▸ TASK BRIEF
Write out the entire listing exactly, so that each line matches the original.

* * * * *

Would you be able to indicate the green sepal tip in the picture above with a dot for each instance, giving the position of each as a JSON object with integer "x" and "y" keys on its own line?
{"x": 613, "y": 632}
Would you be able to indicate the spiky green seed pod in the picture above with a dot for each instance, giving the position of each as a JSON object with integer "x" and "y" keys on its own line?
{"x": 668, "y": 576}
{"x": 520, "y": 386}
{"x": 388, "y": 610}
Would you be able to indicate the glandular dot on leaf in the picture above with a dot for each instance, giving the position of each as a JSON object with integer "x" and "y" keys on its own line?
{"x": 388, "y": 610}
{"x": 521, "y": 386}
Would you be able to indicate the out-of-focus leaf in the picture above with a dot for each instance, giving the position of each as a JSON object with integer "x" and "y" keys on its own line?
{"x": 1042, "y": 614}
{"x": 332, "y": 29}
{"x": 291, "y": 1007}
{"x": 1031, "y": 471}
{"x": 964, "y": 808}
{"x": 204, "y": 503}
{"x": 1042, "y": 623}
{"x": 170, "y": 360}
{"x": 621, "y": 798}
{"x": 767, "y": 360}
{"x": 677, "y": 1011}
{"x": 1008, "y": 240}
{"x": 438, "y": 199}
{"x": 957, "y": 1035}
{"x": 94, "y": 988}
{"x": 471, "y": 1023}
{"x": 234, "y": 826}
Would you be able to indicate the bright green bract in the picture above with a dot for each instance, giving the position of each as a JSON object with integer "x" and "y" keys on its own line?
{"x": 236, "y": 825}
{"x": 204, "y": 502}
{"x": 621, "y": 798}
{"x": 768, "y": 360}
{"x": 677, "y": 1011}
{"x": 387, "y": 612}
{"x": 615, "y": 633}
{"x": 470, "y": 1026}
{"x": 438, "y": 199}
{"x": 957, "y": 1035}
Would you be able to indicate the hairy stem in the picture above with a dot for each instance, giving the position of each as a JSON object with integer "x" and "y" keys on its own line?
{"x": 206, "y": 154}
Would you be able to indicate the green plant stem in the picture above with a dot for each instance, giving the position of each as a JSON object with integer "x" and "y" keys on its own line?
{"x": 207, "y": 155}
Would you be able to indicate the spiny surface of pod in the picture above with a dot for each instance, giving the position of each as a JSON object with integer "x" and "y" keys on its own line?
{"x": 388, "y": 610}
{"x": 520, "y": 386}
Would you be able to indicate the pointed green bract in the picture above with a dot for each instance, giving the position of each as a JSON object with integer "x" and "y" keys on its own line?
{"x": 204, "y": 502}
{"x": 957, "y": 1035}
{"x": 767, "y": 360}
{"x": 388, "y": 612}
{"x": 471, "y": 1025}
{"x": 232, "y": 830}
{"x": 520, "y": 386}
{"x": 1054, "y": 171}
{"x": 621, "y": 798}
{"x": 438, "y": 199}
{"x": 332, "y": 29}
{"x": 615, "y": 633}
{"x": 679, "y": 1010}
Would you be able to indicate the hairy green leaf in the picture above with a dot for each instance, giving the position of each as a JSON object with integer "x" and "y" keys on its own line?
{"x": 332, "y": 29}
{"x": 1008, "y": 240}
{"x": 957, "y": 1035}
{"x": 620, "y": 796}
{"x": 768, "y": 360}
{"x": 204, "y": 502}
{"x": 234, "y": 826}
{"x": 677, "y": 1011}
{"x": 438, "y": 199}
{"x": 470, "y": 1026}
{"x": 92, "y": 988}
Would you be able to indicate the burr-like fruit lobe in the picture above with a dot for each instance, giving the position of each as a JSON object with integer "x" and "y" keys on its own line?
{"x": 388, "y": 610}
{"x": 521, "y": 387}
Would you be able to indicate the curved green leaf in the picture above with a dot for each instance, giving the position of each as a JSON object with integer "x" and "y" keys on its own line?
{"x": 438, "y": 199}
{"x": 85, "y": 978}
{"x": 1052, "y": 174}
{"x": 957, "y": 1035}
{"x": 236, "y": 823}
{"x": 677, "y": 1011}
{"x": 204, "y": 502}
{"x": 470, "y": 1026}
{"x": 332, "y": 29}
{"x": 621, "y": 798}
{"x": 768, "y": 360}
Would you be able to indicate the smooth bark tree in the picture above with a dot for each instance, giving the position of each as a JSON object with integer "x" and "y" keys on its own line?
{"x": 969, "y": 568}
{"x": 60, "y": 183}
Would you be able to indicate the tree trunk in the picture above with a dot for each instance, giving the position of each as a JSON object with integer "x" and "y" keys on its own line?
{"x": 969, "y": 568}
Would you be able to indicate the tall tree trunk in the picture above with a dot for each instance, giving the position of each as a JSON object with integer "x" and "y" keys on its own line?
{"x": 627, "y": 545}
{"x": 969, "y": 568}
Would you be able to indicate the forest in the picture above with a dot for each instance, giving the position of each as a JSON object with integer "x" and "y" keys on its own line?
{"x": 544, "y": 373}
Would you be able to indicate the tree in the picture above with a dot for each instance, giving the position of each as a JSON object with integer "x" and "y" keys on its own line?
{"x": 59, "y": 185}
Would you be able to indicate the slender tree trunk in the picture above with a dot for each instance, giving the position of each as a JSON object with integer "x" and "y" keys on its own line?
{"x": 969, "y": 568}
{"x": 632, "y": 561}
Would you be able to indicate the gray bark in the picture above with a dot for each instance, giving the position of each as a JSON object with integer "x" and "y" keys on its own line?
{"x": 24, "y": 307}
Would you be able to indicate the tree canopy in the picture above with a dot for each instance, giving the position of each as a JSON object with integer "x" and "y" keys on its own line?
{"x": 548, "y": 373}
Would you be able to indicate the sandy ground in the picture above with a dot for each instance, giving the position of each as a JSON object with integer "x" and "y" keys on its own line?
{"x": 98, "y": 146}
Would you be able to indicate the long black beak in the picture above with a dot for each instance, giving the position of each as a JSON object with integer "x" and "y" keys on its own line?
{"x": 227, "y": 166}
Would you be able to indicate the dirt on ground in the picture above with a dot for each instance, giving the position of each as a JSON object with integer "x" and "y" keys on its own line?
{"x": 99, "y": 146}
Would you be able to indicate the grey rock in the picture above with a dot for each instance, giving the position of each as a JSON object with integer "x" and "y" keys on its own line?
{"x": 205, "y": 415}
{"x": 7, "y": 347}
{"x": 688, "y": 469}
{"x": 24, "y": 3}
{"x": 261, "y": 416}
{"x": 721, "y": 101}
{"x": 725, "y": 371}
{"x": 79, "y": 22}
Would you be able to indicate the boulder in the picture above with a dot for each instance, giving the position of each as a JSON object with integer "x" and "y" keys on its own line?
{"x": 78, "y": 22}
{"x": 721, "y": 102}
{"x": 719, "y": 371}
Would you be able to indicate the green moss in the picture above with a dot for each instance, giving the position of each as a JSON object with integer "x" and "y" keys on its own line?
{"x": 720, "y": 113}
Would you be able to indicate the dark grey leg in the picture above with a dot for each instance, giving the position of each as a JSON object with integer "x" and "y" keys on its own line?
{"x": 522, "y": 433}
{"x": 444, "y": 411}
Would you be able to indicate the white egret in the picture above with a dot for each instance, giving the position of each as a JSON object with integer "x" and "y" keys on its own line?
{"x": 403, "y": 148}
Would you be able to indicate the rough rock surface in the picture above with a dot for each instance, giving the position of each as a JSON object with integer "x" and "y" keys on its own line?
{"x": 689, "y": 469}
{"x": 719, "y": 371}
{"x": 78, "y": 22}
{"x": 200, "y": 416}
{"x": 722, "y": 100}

* * * * *

▸ ANSWER TO THE EXERCISE
Would you be able to indicate the green sepal tip in the picture above with a dot for each instance, giving the position of each as a JSON object with integer "x" and "y" keys on its own line?
{"x": 613, "y": 632}
Would you be able to indicate the spiky green seed pod in the picture above with a dot for each instance, giving the position of each as a JSON object with integer "x" and "y" keys on its own line?
{"x": 668, "y": 576}
{"x": 520, "y": 386}
{"x": 388, "y": 610}
Would you be able to indicate the glandular dot on leaf in the picture above with a dot for each instance, giving the position of each as a JSON object with integer "x" and "y" keys on its own line?
{"x": 388, "y": 610}
{"x": 521, "y": 386}
Would you be able to indicate the out-of-focus leaf in the picture above with a dot for each instance, giving the position of each as a JSON object with integer "x" and "y" keys on its own line?
{"x": 1042, "y": 614}
{"x": 332, "y": 29}
{"x": 291, "y": 1007}
{"x": 1031, "y": 471}
{"x": 964, "y": 808}
{"x": 204, "y": 503}
{"x": 1042, "y": 623}
{"x": 170, "y": 360}
{"x": 621, "y": 798}
{"x": 767, "y": 360}
{"x": 677, "y": 1011}
{"x": 1008, "y": 240}
{"x": 438, "y": 199}
{"x": 957, "y": 1035}
{"x": 94, "y": 988}
{"x": 471, "y": 1023}
{"x": 234, "y": 826}
Would you be able to indicate the bright green bract in the picture above with a dot for each instance, giving the position of each as a JSON object with integer "x" and "y" keys on its own line?
{"x": 236, "y": 825}
{"x": 204, "y": 502}
{"x": 621, "y": 798}
{"x": 768, "y": 360}
{"x": 677, "y": 1011}
{"x": 387, "y": 612}
{"x": 615, "y": 633}
{"x": 470, "y": 1026}
{"x": 438, "y": 199}
{"x": 957, "y": 1035}
Would you be able to indicate the hairy stem in the picture above with a dot for each instance, giving the position of each as a JSON object with integer "x" and "y" keys on its own line?
{"x": 206, "y": 154}
Would you be able to indicate the green plant stem in the picture above with a dot for each instance, giving the position of each as a JSON object with integer "x" and "y" keys on its own line?
{"x": 207, "y": 155}
Would you be able to indicate the spiny surface of pod in the picture above with a dot for each instance, giving the position of each as a JSON object with integer "x" and "y" keys on its own line?
{"x": 388, "y": 610}
{"x": 520, "y": 386}
Would you be able to indicate the pointed green bract in the picture above with a dot for each instance, giving the position of each as a JSON object with integer "x" and "y" keys on its own line?
{"x": 204, "y": 502}
{"x": 957, "y": 1035}
{"x": 767, "y": 360}
{"x": 388, "y": 612}
{"x": 471, "y": 1025}
{"x": 232, "y": 830}
{"x": 520, "y": 386}
{"x": 1054, "y": 171}
{"x": 621, "y": 798}
{"x": 438, "y": 199}
{"x": 332, "y": 29}
{"x": 615, "y": 633}
{"x": 679, "y": 1010}
Would you be able to indicate the hairy green leaf in the picture above with a dot for each instance, giving the position of each as a JSON object with integer "x" and "y" keys on its own line?
{"x": 332, "y": 29}
{"x": 1008, "y": 240}
{"x": 957, "y": 1035}
{"x": 620, "y": 796}
{"x": 768, "y": 360}
{"x": 204, "y": 502}
{"x": 234, "y": 826}
{"x": 677, "y": 1011}
{"x": 438, "y": 199}
{"x": 470, "y": 1026}
{"x": 92, "y": 988}
Would you be able to indicate the burr-like fruit lobe in the picture above with a dot for each instance, giving the position of each as a JSON object with integer "x" and "y" keys on its own line?
{"x": 388, "y": 610}
{"x": 521, "y": 387}
Would you be able to indicate the curved green leaf in the picture above with a dot for each instance, giving the position of each as a JSON object with integer "x" and "y" keys on its own line?
{"x": 438, "y": 199}
{"x": 85, "y": 978}
{"x": 1052, "y": 174}
{"x": 957, "y": 1035}
{"x": 236, "y": 823}
{"x": 677, "y": 1011}
{"x": 204, "y": 502}
{"x": 470, "y": 1026}
{"x": 332, "y": 29}
{"x": 621, "y": 798}
{"x": 768, "y": 360}
Would you be able to indicate the smooth bark tree in the picture above with a dot for each instance, giving the position of each as a JSON object with integer "x" and "y" keys on its own line?
{"x": 969, "y": 568}
{"x": 60, "y": 183}
Would you be able to indicate the tree trunk in the picture above with a dot for each instance, giving the position of each as a JSON object with integer "x" and "y" keys on its own line?
{"x": 969, "y": 568}
Would you be able to indicate the tall tree trunk in the picture above with a dot for each instance, giving the position of each as a JSON object with integer "x" and "y" keys on its own line?
{"x": 627, "y": 545}
{"x": 969, "y": 568}
Would you be able to indicate the forest in the picture above with a dot for each instance, giving the position of each as a JSON object with integer "x" and "y" keys on its own line?
{"x": 544, "y": 373}
Would you be able to indicate the tree in the picture above with a dot for each instance, giving the position of each as a JSON object with integer "x" and "y" keys on its own line?
{"x": 59, "y": 185}
Would you be able to indicate the slender tree trunk in the picture above with a dot for each instance, giving the position of each as a JSON object with integer "x" and "y" keys on its own line?
{"x": 969, "y": 568}
{"x": 632, "y": 561}
Would you be able to indicate the gray bark in the picture above with a dot for each instance, giving the position of each as a JSON object with integer "x" and "y" keys on its own line?
{"x": 24, "y": 307}
Would you be able to indicate the tree canopy in the picture above with a dot for each instance, giving the position of each as a JSON object with integer "x" and "y" keys on its own line?
{"x": 548, "y": 373}
Would you be able to indicate the sandy ground in the picture above with a dot for each instance, giving the position of each as a JSON object with integer "x" and "y" keys on its own line?
{"x": 98, "y": 146}
Would you be able to indicate the long black beak in the picture above with a dot for each instance, giving the position of each as a JSON object with integer "x" and "y" keys on its own line?
{"x": 227, "y": 166}
Would you be able to indicate the dirt on ground in the picture above with a dot for each instance, giving the position of each as a JSON object with integer "x" and "y" keys on its own line?
{"x": 99, "y": 146}
Would you be able to indicate the grey rock in the picture above with a dot for each instance, giving the position of each as a JSON object with integer "x" and "y" keys on its own line?
{"x": 205, "y": 415}
{"x": 7, "y": 347}
{"x": 688, "y": 469}
{"x": 24, "y": 3}
{"x": 261, "y": 416}
{"x": 721, "y": 101}
{"x": 725, "y": 371}
{"x": 79, "y": 22}
Would you be able to indicate the boulder in the picture above with a dot for each instance, giving the position of each as a JSON object with integer "x" and "y" keys on its own line?
{"x": 78, "y": 22}
{"x": 721, "y": 102}
{"x": 719, "y": 371}
Would you be able to indicate the green moss in the picture above with a dot for each instance, giving the position of each as a JSON object with integer "x" and "y" keys on its own line?
{"x": 720, "y": 113}
Would you be able to indicate the dark grey leg in the picture above with a dot for each instance, giving the position of each as a JSON object with integer "x" and "y" keys on its own line?
{"x": 522, "y": 433}
{"x": 444, "y": 411}
Would you be able to indicate the white egret in the picture above with a dot for each instance, giving the position of each as a JSON object with integer "x" and "y" keys on its own line?
{"x": 403, "y": 148}
Would you be able to indicate the rough rock surface in the picture above with a dot for each instance, giving the position of each as a JSON object with integer "x" and "y" keys on its own line?
{"x": 689, "y": 469}
{"x": 719, "y": 371}
{"x": 78, "y": 22}
{"x": 200, "y": 416}
{"x": 722, "y": 100}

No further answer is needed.